## What you should do
Give each line of the listing below as one string in a JSON array, omitting blank lines and any picture lines.

Data records
------------------------------------------------------------------------

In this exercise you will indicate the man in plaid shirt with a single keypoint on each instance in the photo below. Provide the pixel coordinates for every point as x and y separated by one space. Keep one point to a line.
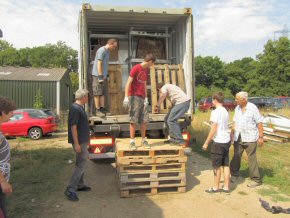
247 133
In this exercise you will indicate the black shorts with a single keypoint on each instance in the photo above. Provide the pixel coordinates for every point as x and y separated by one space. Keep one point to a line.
220 154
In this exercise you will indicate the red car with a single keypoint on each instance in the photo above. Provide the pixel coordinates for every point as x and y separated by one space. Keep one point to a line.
29 122
206 104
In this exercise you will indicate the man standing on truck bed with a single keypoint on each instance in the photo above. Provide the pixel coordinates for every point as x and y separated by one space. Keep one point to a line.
180 105
136 99
100 75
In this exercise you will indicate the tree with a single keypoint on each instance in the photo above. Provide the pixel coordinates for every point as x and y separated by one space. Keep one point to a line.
238 73
209 71
273 70
38 100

------------------------------------------------------------------------

## Answer to the exercise
[
  "In this exercise you will indicate the man in plaid shirt with a single keypoint on each instance in the photo below. Provide the pixel coordinates for every point as x and y separated by one space. Keep one point to a line.",
  "247 133",
  "In this exercise you will indicate the black shorts with a single keypoint on each instance in the photo above. Provide the pixel coordinates for every point as x and y separated by one space. Keep one point to a line.",
  "220 154",
  "In this exercise you will indicate the red car with a single keypoint on each instance in the photo above. Provide the pixel coordinates for every point as x and y separated by one space. Keep one point to a line.",
  "29 122",
  "206 104",
  "In this exercise you will indicate the man standing on truck bed with a single keypoint on each instance in the photo above. Provide the pixel coordinates for every point as x and y separated by one space. Keep one point to a line.",
  "180 105",
  "136 99",
  "100 75",
  "In this exercise you will indicate the tree with a single keypoint on each instance in the photo above. Provide the pixel coordinates for every point as x and y separated by one space. Keep one point to a line.",
  "238 73",
  "209 71",
  "273 70",
  "38 100"
]